--- Challenge ---
Write out only the tail of the records, beginning at the line containing "Note to the class: point to the reflection" and including the last line, exactly as written.

[Pointing and labeling entries]
----

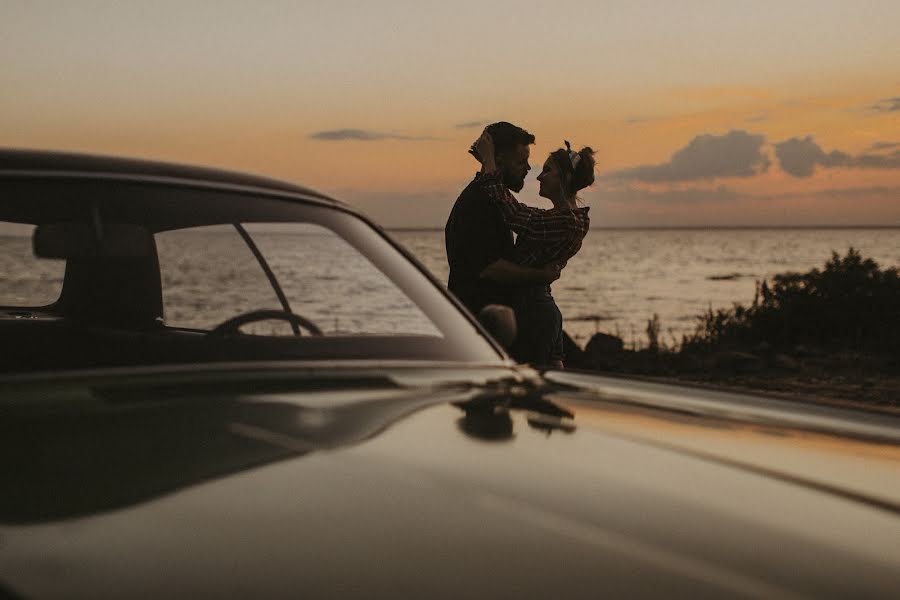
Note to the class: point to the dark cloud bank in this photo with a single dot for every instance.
(801, 156)
(735, 154)
(742, 154)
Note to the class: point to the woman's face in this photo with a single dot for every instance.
(549, 178)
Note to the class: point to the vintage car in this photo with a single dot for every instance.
(218, 385)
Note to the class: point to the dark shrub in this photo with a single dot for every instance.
(852, 304)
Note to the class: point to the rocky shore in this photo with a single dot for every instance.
(802, 373)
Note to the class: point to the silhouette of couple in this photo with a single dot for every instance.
(489, 267)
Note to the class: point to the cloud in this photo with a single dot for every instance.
(361, 135)
(879, 146)
(801, 156)
(734, 154)
(471, 124)
(684, 196)
(858, 192)
(887, 105)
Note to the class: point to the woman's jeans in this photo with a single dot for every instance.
(539, 336)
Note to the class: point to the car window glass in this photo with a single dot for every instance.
(27, 281)
(209, 275)
(328, 281)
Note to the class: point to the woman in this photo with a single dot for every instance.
(543, 236)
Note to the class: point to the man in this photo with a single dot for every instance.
(478, 242)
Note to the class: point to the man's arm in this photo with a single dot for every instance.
(509, 273)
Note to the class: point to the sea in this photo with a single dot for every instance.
(621, 278)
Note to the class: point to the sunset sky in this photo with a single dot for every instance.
(702, 112)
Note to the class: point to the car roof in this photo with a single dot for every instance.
(44, 162)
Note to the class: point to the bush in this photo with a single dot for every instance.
(850, 305)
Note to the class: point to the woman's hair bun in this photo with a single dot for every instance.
(583, 176)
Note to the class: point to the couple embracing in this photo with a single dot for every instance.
(487, 266)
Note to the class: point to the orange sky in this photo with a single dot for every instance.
(659, 90)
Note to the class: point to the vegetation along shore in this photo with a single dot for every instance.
(828, 335)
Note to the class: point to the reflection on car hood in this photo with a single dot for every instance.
(409, 482)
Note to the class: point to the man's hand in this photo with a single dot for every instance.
(506, 272)
(551, 272)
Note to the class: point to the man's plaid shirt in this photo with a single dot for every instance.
(542, 235)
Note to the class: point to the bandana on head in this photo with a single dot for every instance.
(574, 157)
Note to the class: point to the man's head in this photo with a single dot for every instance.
(511, 152)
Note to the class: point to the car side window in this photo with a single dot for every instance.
(27, 281)
(209, 275)
(328, 281)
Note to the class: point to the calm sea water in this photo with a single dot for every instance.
(621, 278)
(615, 284)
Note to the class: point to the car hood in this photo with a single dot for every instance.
(445, 483)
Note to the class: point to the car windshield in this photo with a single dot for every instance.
(122, 273)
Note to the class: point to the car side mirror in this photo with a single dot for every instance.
(500, 321)
(81, 240)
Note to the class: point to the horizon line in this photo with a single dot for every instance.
(679, 227)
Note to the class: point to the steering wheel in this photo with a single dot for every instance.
(234, 323)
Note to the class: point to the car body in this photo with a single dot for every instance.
(162, 439)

----

--- The result ---
Note to the class: point to the reflection on car hood in this photo with a single dot for every instance.
(409, 482)
Note to the class: point to the man's hand in this photo with a single dot for every instance.
(506, 272)
(551, 272)
Note to the class: point to the man's plaid shirt in this photo with a single dot for every instance.
(542, 235)
Note to the class: point to the bandana on head in this photo with a single dot for every instance.
(574, 157)
Note to the class: point to the man's head in this photo with a single dot for every instance.
(511, 152)
Note to the class: point to the car side window in this photo with a single dot for every instance.
(27, 281)
(209, 275)
(328, 281)
Note to the class: point to the calm sea water in this photo with a single dot for every instance.
(621, 278)
(615, 284)
Note to the class: point to the car hood in this photo with a single dot for every instance.
(445, 483)
Note to the class: point to the car windshield in this photo with a single dot for every instance.
(122, 273)
Note to the class: point to the car side mirror in this photo with a single dot for every instance.
(500, 321)
(81, 240)
Note to the class: point to the horizon line in this photo with a single dot for every instance.
(679, 227)
Note to the class: point to the steering wheel in this photo with a single dot for every instance.
(234, 323)
Note to the class: point to the car body in this photo with a single dot for every instance.
(162, 439)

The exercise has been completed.